- **Directions for this task**
Exclude all pictures, then copy each of the records exactly as written.

[Data extracted from a collection]
----------

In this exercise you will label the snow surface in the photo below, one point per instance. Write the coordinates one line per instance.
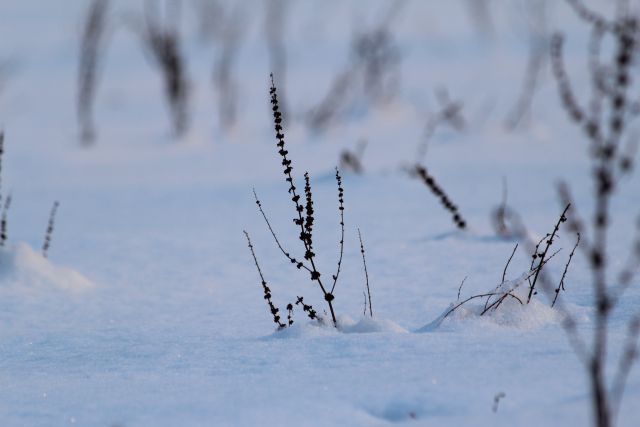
(161, 320)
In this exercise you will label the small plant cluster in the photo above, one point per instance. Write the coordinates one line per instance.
(421, 173)
(372, 73)
(7, 204)
(449, 113)
(507, 289)
(304, 221)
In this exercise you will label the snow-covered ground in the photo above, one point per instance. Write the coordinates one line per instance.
(157, 317)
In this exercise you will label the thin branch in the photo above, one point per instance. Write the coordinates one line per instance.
(366, 274)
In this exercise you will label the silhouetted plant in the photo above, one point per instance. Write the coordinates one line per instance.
(508, 289)
(304, 218)
(541, 256)
(92, 46)
(7, 205)
(3, 221)
(421, 172)
(267, 291)
(163, 44)
(366, 274)
(307, 308)
(610, 90)
(49, 232)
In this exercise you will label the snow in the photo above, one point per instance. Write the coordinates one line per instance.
(158, 317)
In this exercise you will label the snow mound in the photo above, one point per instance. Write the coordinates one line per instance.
(510, 313)
(368, 325)
(23, 268)
(346, 325)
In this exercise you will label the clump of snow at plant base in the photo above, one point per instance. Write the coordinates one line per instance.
(148, 310)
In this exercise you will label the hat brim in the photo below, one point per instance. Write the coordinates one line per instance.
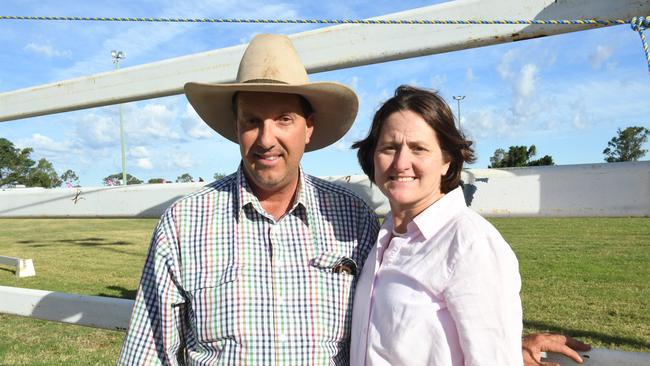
(335, 107)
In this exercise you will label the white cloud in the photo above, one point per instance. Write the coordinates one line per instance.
(469, 74)
(503, 68)
(526, 84)
(144, 163)
(194, 126)
(96, 130)
(183, 160)
(524, 103)
(437, 81)
(46, 50)
(139, 152)
(600, 56)
(152, 122)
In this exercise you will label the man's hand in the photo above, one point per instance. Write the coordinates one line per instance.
(533, 344)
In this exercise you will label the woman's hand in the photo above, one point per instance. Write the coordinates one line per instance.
(534, 344)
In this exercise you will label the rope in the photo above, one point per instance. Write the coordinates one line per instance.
(327, 21)
(638, 24)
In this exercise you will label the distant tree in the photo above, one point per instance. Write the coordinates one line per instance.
(117, 177)
(518, 156)
(71, 177)
(184, 178)
(627, 145)
(43, 175)
(15, 164)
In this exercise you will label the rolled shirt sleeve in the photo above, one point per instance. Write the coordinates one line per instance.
(482, 296)
(156, 330)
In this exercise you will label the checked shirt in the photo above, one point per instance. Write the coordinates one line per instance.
(224, 283)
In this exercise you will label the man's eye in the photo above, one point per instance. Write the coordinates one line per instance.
(285, 119)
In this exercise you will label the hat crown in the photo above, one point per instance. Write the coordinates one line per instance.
(271, 58)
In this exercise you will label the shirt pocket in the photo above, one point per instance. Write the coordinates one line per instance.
(212, 313)
(333, 290)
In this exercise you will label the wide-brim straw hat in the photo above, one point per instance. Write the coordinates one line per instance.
(271, 64)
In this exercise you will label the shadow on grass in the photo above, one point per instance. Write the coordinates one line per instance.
(92, 242)
(124, 293)
(10, 270)
(577, 333)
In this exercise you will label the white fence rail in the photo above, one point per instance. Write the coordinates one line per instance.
(614, 189)
(22, 267)
(91, 311)
(323, 49)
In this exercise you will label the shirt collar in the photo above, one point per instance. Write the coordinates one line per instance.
(439, 214)
(247, 197)
(429, 221)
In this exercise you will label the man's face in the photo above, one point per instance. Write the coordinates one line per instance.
(272, 134)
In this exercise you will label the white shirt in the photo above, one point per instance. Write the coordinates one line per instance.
(445, 293)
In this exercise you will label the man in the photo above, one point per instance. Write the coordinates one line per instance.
(258, 268)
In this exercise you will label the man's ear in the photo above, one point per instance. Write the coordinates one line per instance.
(310, 127)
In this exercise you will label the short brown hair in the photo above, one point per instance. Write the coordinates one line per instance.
(435, 111)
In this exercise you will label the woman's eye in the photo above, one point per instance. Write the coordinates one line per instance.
(285, 119)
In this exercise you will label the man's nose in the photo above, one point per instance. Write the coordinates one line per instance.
(266, 134)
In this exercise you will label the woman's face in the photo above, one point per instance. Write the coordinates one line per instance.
(409, 163)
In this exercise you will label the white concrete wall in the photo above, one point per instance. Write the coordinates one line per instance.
(614, 189)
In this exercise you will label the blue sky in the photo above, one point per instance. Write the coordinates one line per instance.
(566, 94)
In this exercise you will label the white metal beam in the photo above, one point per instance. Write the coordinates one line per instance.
(91, 311)
(324, 49)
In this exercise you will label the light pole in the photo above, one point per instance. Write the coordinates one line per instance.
(458, 98)
(117, 56)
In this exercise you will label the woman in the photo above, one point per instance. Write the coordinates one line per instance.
(441, 286)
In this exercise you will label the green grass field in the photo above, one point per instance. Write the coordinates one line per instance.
(587, 277)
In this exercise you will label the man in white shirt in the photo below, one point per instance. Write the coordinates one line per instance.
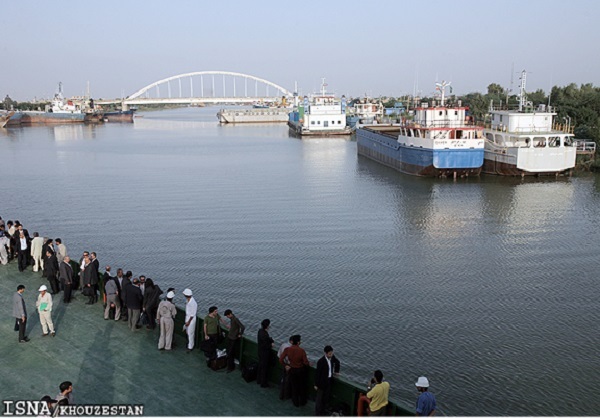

----------

- **Exercise answer**
In this exercise you will label the snow surface in the photo below, one point per instance. Write the coordinates one line per instance.
(161, 320)
In this exercise you will label the small plant cluster in the photo above, one point per instance. Write the coordinates one line per instance.
(421, 173)
(372, 73)
(7, 204)
(449, 113)
(507, 289)
(304, 221)
In this exercise you will label the snow-covered ground in the photo above, one point per instance. Write the coordinates one line per instance.
(157, 317)
In this exercise you will label the thin branch in the photo above, one point per instance. Write the coordinates one line per instance.
(366, 274)
In this exercise you will label the silhouetted plant in the photo above, one point per instance. Write the coordinates one line per instance.
(508, 289)
(304, 218)
(541, 256)
(92, 46)
(7, 205)
(3, 221)
(421, 172)
(267, 291)
(163, 44)
(366, 274)
(307, 308)
(610, 90)
(49, 232)
In this exercise you will label the snow in the photo above, one point per instance. Write the coordinates one line per instance.
(158, 317)
In this exercise you will label the snow mound in the photo above, one point per instance. Write the coordinates one line per instance.
(510, 313)
(368, 325)
(23, 268)
(346, 325)
In this exercise you will label the clump of snow at plant base in the photo above, one point per instance. Write the coordinates one line per instance.
(148, 310)
In this exercise you will label the hat brim in the photo below, one point per instance. Write the coordinates one line per instance.
(335, 107)
In this exercise you will label the white cloud in the photo above, one point per instance. Write the coordinates one line per instance.
(469, 74)
(503, 68)
(526, 84)
(144, 163)
(194, 126)
(96, 130)
(183, 160)
(524, 103)
(437, 81)
(46, 50)
(139, 152)
(600, 56)
(152, 122)
In this exercise you will label the man's hand in the photo above, one point per instance. Write the coordinates one line per instance.
(533, 344)
In this exercise you will label the woman's hand in the photo above, one point per instance. Write the coordinates one line per instance.
(534, 344)
In this exercise you will label the rope in the photo above, one point per instance. Write the coordinates one line per instance.
(327, 21)
(638, 24)
In this exercise you will label the distant tree in the photo above, one point per instance. Write the coordinates one line per instance.
(117, 177)
(518, 156)
(71, 177)
(184, 178)
(627, 145)
(43, 175)
(15, 164)
In this exercise you will label the rolled shirt sleeve in the photo above, one point per instance. Write the coordinates one line per instance.
(482, 296)
(156, 330)
In this exercise you will label the checked shirt in the photo above, one point per instance. Write the coordinates one line per instance.
(224, 283)
In this exercise you will label the man's eye in the photo above, one point per instance. Write the coordinates one line per instance.
(285, 119)
In this exercise you will label the hat crown in the photo above, one point per instance. Write the coordinates one line per instance.
(271, 58)
In this exercise you will label the shirt pocket in the photo above, one point per instance. Write the coordinates one line per instance.
(212, 313)
(333, 290)
In this exercise you will label the wide-brim straw hat in the photo above, one point per instance. Write the coordinates one line per instance.
(271, 64)
In this exercise you will label the shadow on grass in the photo above, one point per instance. Write the coordinates one line per instance.
(92, 242)
(124, 293)
(10, 270)
(577, 333)
In this exercise you will label the white fence rail in the photo above, one point per instance. Write the coordinates one line per instance.
(614, 189)
(22, 267)
(91, 311)
(323, 49)
In this exercise you will label the shirt collar in the photo above, one point per instance. Write the coordinates one line per instance.
(439, 214)
(247, 197)
(429, 221)
In this exercise you will label the man's face in the photo above, one point per instance. Write the coordinates one line per instance.
(272, 134)
In this exercise you will label the white shirt in the photo above, one point per instance. Write the coordinates one line per instance.
(445, 293)
In this exercise you will label the man in the photo above, one point per instance. Write the coordinates one line per instance.
(258, 268)
In this exercise you will label the man's ear in the photo above, one point per instance. Write the coordinates one line per instance.
(310, 127)
In this exercise you will label the short brown hair in the photo above, one point per instance. Write the coordinates one line per instance.
(435, 111)
In this exercise you will label the woman's eye in the photo above, one point per instance. Write the coordinates one line per instance.
(285, 119)
In this exercise you will label the man's nose in the photo above, one point per instance. Write the coordinates one line per instance.
(266, 134)
In this exercise you will label the woman's face in the photo above, one point per instance. Write the coordinates one line per instance.
(409, 163)
In this exercise you will label the white concrete wall in the photo above, one point per instance. Write the coordinates one line per instance.
(614, 189)
In this exercise you will label the blue sky in the photo above, one point per instance. Write the coordinates one line per instance.
(566, 94)
In this exercise you will label the white metal beam in the photo above, one point per instance. Write the coordinates one line per instance.
(91, 311)
(324, 49)
In this exercise you will label the light pole in the photo above, one point per instance. Write the coordinates one line per instance.
(458, 98)
(117, 56)
In this exercise you will label the woman in the photo above, one point per instance. Write the coordinates one line per instance.
(441, 286)
In this exercise you will label the green grass field in the photo above, one point per instance. Write the coordinates one line per instance.
(587, 277)
In this exercise you will label the man in white shirt in the photo below, one point per instance. Write the coordinates one line per instance.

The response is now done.